### [TRECHO SELECIONADO]

-----

Ana Luísa Amaral é uma autora lisboeta nascida em 1956. Licenciou-se em Letras Germânicas na Faculdade de Letras do Porto, onde leciona até hoje. Completou uma tese de doutorado sobre Emily Dickinson (que pode ser baixada e lida clicando aqui), cujos poemas ela também já traduziu e publicou no volume Cem Poemas (ed. Relógio d’Água, 2010), uma edição que infelizmente me parece bastante difícil de se encontrar no Brasil. Suas áreas de investigação são Poéticas Comparadas, Estudos Feministas e Estudos Queer, e é coautora de um Dicionário da Crítica Feminista (ed. Afrontamento, 2005).
Como poeta, publicou Minha senhora de quê (1990), Coisas de partir (1993), Epopeias (1994), E muitos os caminhos (1995), Às vezes o paraíso, (1998), Imagens (2000), Imagias (2002), A Arte de Ser Tigre (2003), A Génese do Amor (2005), Entre Dois Rios e Outras Noites (2008), Se fosse um intervalo (2009), Vozes (2011), Próspero morreu: Poemas em acto (2011) e Escuro (2014), além de dois volumes de poesia reunida – um deles com o título muito adequado de Poesia Reunida (1990 – 2005), e Inversos (Poesia 1990 – 2010) –, um volume de prosa (Ara, de 2013) e alguns livros de literatura infantil. É ganhadora de diversos prêmios e já teve poemas traduzidos para o espanhol, o italiano, o francês, o sueco, o alemão e o holandês.
Seu livro Vozes, originalmente publicado pela editora lisboeta Dom Quixote em 2011, foi publicado ano passado em terras brasileiras pela Iluminuras e, ao lado de Observação de Verão seguido de Fogo, do também português Gastão Cruz, e dos brasileiros Ximerix, de Zuca Sardan (de que já tratamos aqui no escamandro anteriormente, como se pode ver clicando aqui) e brasa enganosa, de nosso coeditor Guilherme Gontijo Flores, é um dos finalistas do Prêmio Portugal Telecom deste ano. É desse volume que eu selecionei alguns poemas abaixo para compartilhar com nossos leitores, visto que imagino que muitos (por diversos motivos, incluindo problemas de natureza editorial) possam não ter ainda muito contato com a produção portuguesa contemporânea.
Vozes é estruturado como um longo intervalo entre dois poemas, um que carrega o título do livro, que encerra o volume, e outro chamado “silêncios”, i.e. um espaço, portanto, entre o silêncio e a sua quebra pela voz, o que acaba me lembrando daquela citação do Debussy de que a “música é o espaço entre as notas”. Ambos os poemas são marcados pela temática da perda e por uma metalinguagem que acaba permeando o livro inteiro, uma preocupação manifesta com a palavra, a linguagem, a escrita, o eterno problema da comunicação sob a ótica moderna. Entre este começo e este fim há 6 seções, intituladas “A impossível sarça”, “Breve exercício em três vozes”, “Trovas de memória”, “Escrito à régua”, “Outras rotações” e “Outras vozes”.

-----

### [TAREFA SOLICITADA]
Transcreva sem alterações a parte do texto sobre Ana Luísa Amaral que vai de "Ana Luísa Amaral" até "(ed. Afrontamento, 2005).", inclusive.

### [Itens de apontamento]
-----

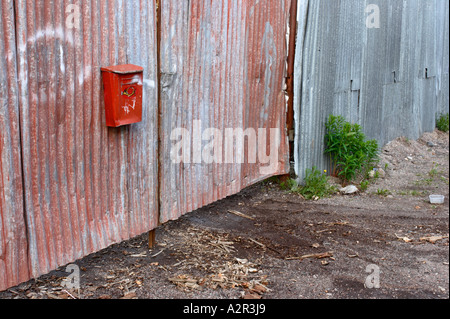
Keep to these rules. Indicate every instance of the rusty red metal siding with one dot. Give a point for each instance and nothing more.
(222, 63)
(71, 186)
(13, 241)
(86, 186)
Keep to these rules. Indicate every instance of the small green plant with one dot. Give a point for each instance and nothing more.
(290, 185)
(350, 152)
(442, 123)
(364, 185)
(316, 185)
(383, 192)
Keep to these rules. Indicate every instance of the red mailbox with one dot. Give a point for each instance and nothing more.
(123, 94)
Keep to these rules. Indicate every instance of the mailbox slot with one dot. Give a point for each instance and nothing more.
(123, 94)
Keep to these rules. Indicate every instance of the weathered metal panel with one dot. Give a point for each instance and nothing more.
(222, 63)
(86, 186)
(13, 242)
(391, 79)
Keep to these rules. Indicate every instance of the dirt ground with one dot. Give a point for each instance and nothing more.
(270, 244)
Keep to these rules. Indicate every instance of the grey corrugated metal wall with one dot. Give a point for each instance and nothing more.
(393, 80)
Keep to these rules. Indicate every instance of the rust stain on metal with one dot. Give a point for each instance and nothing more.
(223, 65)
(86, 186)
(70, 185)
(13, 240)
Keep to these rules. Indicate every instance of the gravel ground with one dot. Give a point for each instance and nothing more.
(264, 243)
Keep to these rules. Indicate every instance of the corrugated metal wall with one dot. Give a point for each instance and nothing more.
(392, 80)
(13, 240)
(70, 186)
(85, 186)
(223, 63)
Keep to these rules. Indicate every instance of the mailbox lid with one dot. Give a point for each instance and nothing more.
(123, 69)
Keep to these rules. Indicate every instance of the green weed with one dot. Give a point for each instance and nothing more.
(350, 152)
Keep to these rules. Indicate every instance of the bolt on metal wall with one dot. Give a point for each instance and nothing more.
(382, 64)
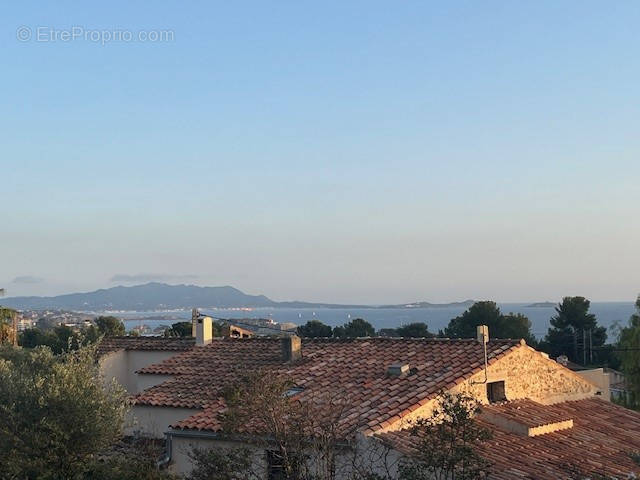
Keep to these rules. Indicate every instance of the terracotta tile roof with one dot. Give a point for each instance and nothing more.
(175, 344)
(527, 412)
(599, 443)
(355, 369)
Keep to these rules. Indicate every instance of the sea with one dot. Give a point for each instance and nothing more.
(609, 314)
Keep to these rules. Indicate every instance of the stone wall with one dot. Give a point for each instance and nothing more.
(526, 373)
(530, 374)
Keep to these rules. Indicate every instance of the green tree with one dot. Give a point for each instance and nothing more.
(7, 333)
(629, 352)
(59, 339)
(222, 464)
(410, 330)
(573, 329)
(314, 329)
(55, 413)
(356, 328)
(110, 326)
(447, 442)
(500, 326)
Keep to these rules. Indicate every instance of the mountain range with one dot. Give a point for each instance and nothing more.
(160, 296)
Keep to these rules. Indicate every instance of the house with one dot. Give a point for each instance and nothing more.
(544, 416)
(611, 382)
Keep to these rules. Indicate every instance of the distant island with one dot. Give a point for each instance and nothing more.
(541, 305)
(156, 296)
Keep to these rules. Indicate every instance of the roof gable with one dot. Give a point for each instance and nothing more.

-----

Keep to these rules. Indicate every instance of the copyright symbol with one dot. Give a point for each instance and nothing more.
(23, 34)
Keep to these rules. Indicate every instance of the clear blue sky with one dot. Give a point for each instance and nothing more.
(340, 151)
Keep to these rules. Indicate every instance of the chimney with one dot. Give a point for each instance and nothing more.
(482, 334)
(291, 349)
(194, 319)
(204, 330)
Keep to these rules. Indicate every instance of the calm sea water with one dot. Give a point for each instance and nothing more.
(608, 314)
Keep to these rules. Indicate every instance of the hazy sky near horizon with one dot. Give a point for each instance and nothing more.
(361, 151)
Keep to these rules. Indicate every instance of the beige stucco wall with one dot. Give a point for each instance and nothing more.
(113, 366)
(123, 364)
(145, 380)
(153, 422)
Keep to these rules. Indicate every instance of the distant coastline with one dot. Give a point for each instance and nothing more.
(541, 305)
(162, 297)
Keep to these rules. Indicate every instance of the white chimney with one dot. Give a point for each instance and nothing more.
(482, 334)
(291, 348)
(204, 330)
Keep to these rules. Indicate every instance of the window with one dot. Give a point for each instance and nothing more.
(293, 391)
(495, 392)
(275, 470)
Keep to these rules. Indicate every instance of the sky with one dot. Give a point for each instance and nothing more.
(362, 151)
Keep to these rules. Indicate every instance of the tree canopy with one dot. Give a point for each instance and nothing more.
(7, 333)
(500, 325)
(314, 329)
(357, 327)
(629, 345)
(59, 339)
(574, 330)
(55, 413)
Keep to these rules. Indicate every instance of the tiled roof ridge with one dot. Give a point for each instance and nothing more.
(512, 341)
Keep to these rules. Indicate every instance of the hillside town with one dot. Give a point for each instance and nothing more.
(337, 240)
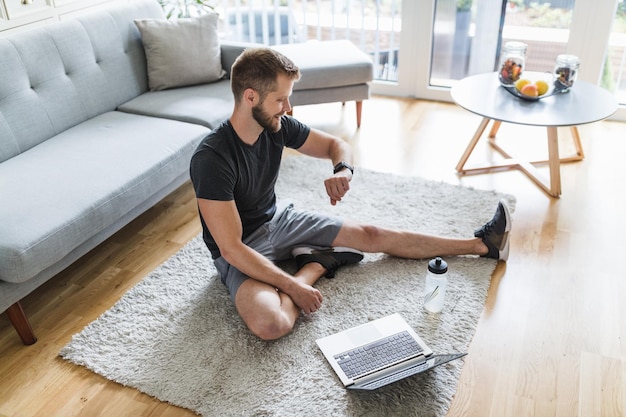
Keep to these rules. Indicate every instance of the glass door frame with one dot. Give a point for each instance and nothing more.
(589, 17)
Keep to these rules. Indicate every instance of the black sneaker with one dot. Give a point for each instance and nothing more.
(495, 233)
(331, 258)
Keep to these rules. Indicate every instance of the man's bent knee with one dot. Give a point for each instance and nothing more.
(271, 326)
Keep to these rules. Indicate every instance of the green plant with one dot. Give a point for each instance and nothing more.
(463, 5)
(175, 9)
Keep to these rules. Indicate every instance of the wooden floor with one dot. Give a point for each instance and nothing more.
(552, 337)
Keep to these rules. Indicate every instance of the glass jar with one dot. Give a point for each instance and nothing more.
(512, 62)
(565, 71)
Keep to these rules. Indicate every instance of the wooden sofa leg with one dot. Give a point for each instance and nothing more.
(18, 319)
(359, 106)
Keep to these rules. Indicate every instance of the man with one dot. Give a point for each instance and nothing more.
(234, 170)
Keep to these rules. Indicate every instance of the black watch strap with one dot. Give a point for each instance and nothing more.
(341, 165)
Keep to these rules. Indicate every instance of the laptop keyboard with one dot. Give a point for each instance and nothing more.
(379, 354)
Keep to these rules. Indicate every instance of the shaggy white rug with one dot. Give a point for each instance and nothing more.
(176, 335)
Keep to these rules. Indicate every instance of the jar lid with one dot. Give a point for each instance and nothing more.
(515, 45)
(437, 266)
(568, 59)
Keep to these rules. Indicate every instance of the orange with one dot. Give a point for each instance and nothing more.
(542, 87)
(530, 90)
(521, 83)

-----

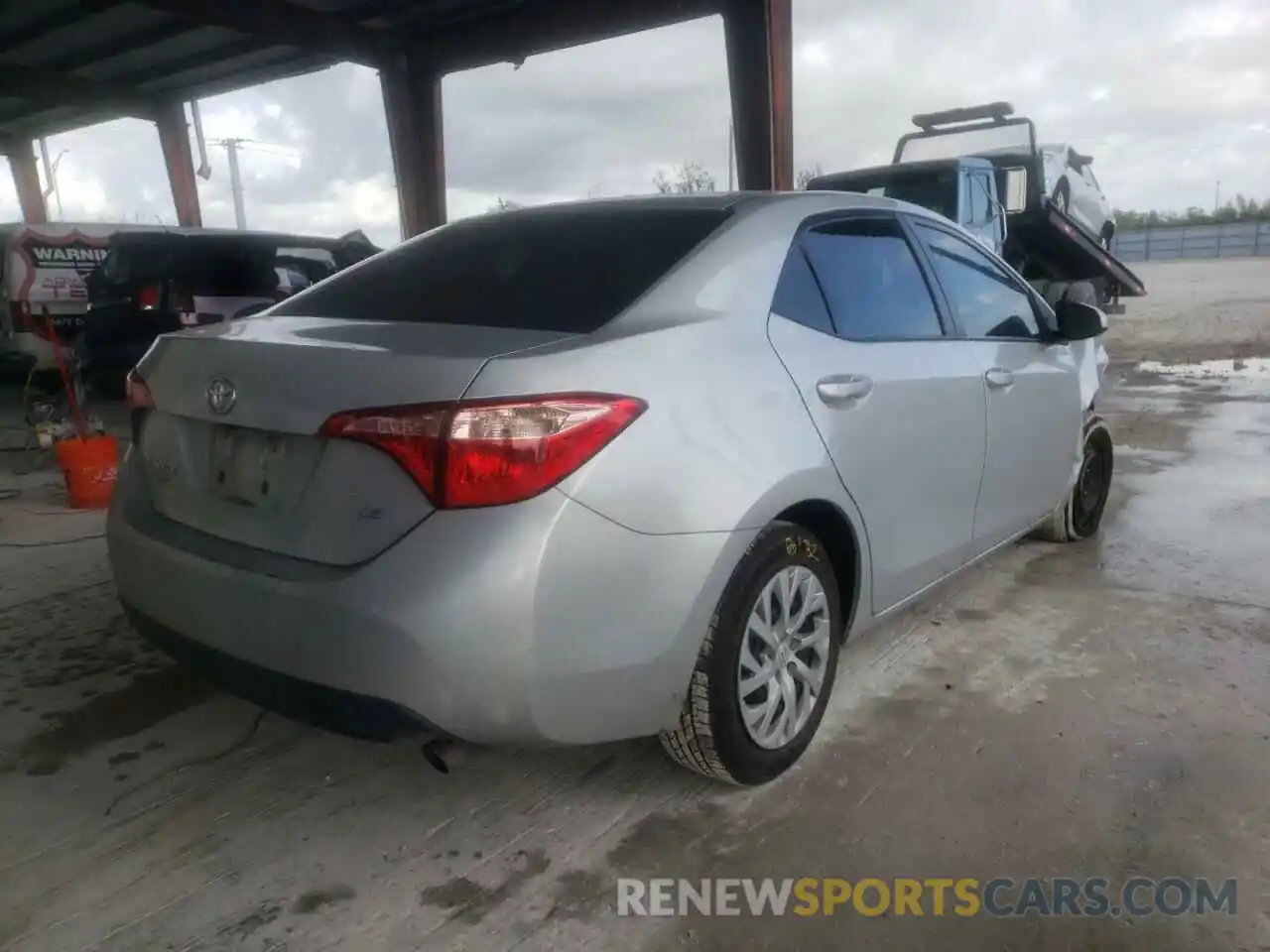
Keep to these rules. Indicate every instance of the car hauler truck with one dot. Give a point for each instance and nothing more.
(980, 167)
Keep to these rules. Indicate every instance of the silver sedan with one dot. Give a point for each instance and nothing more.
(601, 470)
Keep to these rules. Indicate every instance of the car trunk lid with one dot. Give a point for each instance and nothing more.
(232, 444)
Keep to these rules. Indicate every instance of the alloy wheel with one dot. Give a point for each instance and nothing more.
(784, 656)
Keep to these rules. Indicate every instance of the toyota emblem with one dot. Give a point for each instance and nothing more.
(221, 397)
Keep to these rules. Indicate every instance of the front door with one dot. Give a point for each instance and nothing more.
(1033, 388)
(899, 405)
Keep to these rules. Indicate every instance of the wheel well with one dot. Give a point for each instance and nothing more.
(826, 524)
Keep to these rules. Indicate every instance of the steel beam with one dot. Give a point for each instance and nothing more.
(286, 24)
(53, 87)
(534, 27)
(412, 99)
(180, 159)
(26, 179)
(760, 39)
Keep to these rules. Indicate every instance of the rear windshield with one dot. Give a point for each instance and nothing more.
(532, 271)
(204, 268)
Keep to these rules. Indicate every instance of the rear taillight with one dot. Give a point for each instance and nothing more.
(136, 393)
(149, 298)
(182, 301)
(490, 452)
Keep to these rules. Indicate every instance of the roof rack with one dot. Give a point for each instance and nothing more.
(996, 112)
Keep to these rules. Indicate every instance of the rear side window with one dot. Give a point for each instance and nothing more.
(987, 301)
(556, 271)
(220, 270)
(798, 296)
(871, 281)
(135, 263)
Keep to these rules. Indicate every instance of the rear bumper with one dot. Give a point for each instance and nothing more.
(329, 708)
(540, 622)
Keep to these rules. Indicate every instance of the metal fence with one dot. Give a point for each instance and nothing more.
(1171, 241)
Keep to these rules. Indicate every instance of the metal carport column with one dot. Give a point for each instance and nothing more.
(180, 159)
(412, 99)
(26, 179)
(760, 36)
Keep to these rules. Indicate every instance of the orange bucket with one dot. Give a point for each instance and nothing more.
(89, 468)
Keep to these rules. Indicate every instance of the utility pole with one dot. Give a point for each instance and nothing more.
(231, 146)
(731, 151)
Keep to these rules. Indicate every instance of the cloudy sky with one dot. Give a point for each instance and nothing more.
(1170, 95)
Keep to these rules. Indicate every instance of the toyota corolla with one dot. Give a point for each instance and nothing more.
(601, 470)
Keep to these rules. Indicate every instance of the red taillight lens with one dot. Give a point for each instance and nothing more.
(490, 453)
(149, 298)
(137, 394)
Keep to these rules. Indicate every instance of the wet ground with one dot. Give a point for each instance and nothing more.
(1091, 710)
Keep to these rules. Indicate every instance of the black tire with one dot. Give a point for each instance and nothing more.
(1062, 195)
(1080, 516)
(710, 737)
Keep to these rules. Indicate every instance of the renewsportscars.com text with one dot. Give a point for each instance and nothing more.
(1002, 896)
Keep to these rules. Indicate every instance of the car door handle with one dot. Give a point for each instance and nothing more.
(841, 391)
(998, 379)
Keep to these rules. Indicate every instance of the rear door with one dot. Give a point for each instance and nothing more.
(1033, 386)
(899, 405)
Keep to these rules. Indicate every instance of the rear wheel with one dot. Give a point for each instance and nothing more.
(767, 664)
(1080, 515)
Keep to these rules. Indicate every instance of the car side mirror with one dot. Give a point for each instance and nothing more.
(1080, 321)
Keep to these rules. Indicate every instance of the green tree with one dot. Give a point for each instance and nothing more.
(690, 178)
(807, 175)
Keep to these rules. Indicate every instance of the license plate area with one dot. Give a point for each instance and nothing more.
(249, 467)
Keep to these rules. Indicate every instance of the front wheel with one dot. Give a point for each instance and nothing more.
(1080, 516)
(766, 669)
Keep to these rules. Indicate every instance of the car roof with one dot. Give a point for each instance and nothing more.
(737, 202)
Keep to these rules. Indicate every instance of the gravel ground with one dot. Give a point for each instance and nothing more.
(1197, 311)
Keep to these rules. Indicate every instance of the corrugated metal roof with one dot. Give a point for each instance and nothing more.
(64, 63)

-----

### [RESULTADO ESPERADO]
Ana Luísa Amaral é uma autora lisboeta nascida em 1956. Licenciou-se em Letras Germânicas na Faculdade de Letras do Porto, onde leciona até hoje. Completou uma tese de doutorado sobre Emily Dickinson (que pode ser baixada e lida clicando aqui), cujos poemas ela também já traduziu e publicou no volume Cem Poemas (ed. Relógio d’Água, 2010), uma edição que infelizmente me parece bastante difícil de se encontrar no Brasil. Suas áreas de investigação são Poéticas Comparadas, Estudos Feministas e Estudos Queer, e é coautora de um Dicionário da Crítica Feminista (ed. Afrontamento, 2005).